▶ _TEXT UNDER STUDY_
Start of Block

It’s not hard, when you’re calling from The New York Times, to get “experts” to agree with your thesis, however flimsy. Interestingly, the guy chosen by the Times reporters for this front-page shocker is unknown to me, and I’m guessing to you, too. “The thing we still don’t know about him is what he is willing to fight for,” said Leonard Burman, an economist at the Urban Institute and a Treasury Department official in the Clinton administration. “The thing I worry about is that he likes giving good speeches, he likes the adulation and he likes to make people happy.”

Ruhhly, is there anything to this story at all?

Actually, according to its authors, perhaps not. They admit that “The extent to which he is willing to yield to lobbyists, Congressional committee leaders and interest groups, however, will be determined as the White House tackles health care and other big issues on a list that seems to grow: I mmigration, for instance, is now in the mix.” They give Rahm Emanuel the opportunity to make the opposite case that “we’ve taken on a series of entrenched interests across the waterfront—from education to health care, and the defense industry, and the lobbying industry as a whole.” And there are those anonymous “allies” who point to “his winning the second $350 billion in financial bailout money from a reluctant Congress; a pay-equity law for women; expanded government health insurance for children, including—at his insistence—legal immigrant children; and the $787 billion economic recovery bill that reached his desk, as demanded, by mid-February.” And they further admit that these fights “may end up looking easy compared with the fight on health care, which will most likely require him to stand up to hospitals, doctors, insurance companies and their patrons in Congress. He might have to finance the plan in a way that raises costs for the middle class, perhaps by taxing employer-provided health benefits—an idea he attacked in the campaign.”

End of Block

▶ _EXERCISE REQUIREMENTS_
Transcribe the passage on the Times front-page story, beginning at the words "It’s not hard, when" and stopping after "story at all?".

▶ _RECORDS_
Start of Block

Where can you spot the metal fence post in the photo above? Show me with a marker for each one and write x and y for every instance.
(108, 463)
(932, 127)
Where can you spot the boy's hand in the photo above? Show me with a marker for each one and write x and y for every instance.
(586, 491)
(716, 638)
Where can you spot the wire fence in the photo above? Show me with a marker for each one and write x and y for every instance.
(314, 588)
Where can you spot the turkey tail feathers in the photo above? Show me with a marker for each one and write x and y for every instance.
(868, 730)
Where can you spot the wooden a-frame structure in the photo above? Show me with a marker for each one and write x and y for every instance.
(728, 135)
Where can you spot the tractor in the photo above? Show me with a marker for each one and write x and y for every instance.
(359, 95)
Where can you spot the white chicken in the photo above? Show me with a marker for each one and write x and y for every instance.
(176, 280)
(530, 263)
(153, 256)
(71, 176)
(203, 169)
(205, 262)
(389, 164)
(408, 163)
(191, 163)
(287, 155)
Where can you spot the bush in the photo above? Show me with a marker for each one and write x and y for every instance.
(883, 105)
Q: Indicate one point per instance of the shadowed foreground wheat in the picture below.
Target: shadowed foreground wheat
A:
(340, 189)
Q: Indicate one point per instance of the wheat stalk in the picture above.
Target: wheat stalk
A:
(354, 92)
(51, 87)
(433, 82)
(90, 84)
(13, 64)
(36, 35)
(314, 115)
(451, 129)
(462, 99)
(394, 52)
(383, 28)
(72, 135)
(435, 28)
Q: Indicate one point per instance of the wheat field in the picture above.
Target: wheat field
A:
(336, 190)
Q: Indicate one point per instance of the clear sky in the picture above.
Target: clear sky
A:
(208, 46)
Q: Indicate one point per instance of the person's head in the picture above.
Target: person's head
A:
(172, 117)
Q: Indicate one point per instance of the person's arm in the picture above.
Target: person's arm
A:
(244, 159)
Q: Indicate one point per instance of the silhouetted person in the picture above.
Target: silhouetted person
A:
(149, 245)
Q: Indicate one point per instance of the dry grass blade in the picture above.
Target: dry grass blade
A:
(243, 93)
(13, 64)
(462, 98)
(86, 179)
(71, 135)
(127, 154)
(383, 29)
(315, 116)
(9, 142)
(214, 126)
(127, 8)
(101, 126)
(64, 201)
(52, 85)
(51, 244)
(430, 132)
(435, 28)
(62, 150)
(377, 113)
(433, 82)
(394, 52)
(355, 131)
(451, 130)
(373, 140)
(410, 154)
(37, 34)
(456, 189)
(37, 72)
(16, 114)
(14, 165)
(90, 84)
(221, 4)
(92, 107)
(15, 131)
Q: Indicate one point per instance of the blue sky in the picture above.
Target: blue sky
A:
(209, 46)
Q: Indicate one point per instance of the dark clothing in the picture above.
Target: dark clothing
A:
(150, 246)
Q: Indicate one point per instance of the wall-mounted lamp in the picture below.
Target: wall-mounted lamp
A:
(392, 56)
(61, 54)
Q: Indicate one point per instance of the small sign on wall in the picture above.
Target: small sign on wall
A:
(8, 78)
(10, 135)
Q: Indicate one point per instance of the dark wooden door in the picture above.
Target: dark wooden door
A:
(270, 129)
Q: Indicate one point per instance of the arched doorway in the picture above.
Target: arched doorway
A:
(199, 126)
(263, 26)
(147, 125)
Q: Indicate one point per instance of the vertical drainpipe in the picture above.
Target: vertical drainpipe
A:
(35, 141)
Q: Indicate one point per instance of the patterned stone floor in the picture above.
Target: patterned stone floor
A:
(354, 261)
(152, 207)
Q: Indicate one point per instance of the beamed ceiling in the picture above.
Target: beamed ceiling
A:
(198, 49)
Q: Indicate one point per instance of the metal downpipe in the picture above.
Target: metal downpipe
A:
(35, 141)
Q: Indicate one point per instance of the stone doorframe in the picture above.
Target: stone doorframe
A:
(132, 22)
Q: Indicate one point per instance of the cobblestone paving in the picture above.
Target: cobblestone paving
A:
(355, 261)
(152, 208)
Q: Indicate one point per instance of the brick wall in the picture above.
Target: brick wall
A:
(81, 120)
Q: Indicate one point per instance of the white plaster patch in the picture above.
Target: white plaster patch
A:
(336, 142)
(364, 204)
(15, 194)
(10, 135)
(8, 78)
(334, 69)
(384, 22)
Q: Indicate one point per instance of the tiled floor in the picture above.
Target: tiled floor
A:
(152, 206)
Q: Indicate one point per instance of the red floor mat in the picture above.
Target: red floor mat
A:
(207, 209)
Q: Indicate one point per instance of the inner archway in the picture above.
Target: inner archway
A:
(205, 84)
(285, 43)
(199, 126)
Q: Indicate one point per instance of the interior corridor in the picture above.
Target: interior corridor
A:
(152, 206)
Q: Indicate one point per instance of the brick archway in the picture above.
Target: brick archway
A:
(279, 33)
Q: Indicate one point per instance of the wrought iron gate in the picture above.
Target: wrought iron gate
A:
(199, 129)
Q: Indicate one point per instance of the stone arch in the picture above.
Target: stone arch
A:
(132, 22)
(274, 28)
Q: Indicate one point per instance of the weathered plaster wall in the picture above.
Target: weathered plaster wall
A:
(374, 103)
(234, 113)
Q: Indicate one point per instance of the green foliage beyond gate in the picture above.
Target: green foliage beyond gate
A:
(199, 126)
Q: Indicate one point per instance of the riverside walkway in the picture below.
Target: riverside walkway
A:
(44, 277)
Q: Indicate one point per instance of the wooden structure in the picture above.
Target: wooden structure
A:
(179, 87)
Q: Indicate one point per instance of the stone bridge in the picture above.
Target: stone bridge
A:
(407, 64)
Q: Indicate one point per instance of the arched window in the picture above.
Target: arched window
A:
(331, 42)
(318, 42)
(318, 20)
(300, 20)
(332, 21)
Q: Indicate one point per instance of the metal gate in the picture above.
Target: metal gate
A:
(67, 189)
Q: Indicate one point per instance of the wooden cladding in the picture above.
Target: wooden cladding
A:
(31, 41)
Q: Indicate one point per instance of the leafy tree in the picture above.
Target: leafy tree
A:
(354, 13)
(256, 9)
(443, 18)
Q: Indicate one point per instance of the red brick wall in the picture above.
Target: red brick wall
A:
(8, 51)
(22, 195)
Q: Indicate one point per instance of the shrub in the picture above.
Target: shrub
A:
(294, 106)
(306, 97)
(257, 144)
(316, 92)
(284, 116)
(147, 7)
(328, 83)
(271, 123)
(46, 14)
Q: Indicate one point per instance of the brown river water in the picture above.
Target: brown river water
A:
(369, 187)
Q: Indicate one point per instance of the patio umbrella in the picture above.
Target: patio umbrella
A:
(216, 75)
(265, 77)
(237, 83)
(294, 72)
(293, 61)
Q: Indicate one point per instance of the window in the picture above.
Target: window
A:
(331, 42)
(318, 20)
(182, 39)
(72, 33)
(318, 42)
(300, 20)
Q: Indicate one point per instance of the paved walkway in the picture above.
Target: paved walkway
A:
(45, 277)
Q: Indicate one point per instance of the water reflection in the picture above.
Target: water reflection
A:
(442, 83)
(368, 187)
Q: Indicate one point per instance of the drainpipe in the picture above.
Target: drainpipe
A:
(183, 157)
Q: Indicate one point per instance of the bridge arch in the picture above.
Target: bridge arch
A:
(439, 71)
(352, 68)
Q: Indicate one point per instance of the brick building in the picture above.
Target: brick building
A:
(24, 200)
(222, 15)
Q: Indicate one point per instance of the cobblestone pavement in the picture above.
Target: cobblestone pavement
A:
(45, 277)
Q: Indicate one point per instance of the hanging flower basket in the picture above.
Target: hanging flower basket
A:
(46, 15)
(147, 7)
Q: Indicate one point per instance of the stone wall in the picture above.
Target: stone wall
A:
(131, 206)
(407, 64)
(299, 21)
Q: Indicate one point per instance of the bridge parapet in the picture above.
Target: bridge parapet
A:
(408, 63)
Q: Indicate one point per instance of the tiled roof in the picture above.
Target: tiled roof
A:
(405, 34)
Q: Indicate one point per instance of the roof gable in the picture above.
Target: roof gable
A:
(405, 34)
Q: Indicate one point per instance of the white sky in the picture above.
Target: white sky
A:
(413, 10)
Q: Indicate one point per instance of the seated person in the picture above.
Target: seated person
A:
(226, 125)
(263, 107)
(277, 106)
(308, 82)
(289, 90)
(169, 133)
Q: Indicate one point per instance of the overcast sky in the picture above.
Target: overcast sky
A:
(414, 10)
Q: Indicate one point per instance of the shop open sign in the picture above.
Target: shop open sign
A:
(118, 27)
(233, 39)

End of Block

▶ _ANSWER SECTION_
It’s not hard, when you’re calling from The New York Times, to get “experts” to agree with your thesis, however flimsy. Interestingly, the guy chosen by the Times reporters for this front-page shocker is unknown to me, and I’m guessing to you, too. “The thing we still don’t know about him is what he is willing to fight for,” said Leonard Burman, an economist at the Urban Institute and a Treasury Department official in the Clinton administration. “The thing I worry about is that he likes giving good speeches, he likes the adulation and he likes to make people happy.”

Ruhhly, is there anything to this story at all?